• Quoted text:
○ ○ ○ ○ ○

Empiricism and Its Exciting Alternatives


There’s a growing opinion among academics and pundits in the ELT industry that exposure to language in the environment is enough to explain how we learn languages. This is a rebuttal of what we might call the cognitive paradigm established in the 60s by Chomsky, according to which our knowledge of language can’t be explained that way. Following Chomsky’s criticisms of Skinner, there’s been a generally accepted view among experts in the field for the last 50 years or so that language learning is not one more example of learning by reinforced behaviour, but rather a special case of learning which draws on a unique property of the mind to interpret linguistic  information.

Serious questions of epistemology are at issue here. They revolve around re-visting questions of whether we can speak with any sense about the mind, or if, as the empiricists insist, we can only talk, “sensibly” (geddit) about measureable things presented to our senses. The quest for reliable knowledge led the extreme empiricists, the Logical Positivists, in the 20s and early 30s to insist that all talk of the mind had to be purged, and that only a hand full of carefully-vetted sentences could be used if the chaos and confusion of normal discourse were to be overcome. They arrived at an inevitable dead end, climbed up Wittgenstein’s ladder, and fell into well-earned oblivion. The work of people like Tarski allowed the few scientists who might have been disconcerted by the positivists’ doubts to settle down, adopt a sensible, sorry, I mean common sense, “correspondence“ view of truth, and continue their work, which rested on the view that there’s an objective world out there which we can dispassionately observe and, basing ourselves on empirical (i.e. factual, non-judgemental) data, theorise about the way it works, using rules of logic to guide us.

○ ○ ○ ○ ○

• Exercise material:
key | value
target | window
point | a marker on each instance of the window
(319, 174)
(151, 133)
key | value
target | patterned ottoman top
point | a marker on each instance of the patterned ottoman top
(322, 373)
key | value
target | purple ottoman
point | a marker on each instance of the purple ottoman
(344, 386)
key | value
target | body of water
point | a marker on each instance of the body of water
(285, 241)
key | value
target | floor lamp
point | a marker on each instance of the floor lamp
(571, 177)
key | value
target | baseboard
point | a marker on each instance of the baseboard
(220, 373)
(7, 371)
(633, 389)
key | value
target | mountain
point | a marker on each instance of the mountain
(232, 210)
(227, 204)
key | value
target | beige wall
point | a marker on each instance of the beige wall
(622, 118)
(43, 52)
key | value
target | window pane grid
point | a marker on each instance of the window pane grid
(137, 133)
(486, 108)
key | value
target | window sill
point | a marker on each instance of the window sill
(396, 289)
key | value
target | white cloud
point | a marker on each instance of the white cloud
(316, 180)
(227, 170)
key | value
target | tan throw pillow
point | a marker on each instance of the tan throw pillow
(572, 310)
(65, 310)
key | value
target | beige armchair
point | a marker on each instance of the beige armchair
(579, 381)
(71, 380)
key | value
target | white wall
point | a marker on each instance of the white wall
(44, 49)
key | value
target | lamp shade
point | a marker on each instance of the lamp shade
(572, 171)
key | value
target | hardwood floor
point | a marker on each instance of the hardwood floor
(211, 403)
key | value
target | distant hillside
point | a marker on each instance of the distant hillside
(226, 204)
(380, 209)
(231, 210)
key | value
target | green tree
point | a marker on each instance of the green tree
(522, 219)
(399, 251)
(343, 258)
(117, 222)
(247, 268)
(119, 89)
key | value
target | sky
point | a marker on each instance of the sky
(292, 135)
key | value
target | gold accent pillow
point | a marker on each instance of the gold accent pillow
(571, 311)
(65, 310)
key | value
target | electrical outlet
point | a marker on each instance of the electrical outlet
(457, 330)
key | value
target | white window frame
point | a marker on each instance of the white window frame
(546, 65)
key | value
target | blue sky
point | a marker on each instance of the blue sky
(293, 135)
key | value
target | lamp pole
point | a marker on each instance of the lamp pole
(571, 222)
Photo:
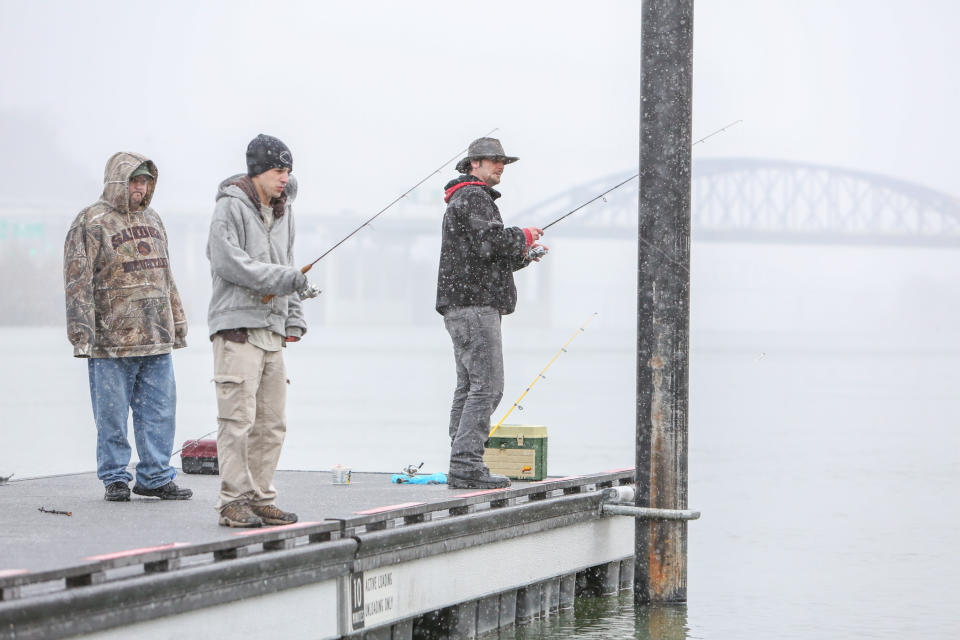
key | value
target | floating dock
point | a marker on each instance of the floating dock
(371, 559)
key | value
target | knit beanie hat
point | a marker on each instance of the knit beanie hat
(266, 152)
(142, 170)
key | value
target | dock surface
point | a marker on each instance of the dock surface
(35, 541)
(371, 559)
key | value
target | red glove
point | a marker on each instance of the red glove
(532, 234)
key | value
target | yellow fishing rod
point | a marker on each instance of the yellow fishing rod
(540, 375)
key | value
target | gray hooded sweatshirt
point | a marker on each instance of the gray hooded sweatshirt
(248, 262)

○ ○ ○ ○ ○

• Exercises to complete:
a - Answer these questions about the essay on empiricism, one answer per line:
(i) Who established the cognitive paradigm, and in which decade?
(ii) What name does the essay give to the extreme empiricists who insisted that all talk of the mind be purged?
(iii) Whose work let scientists settle on a "correspondence" view of truth?
b - Gather every line of the listing that contains the string "accent". Case counts.

• Answers per task:
a -
(i) Chomsky, in the 60s.
(ii) The Logical Positivists.
(iii) The work of people like Tarski.

b -
target | gold accent pillow
point | a marker on each instance of the gold accent pillow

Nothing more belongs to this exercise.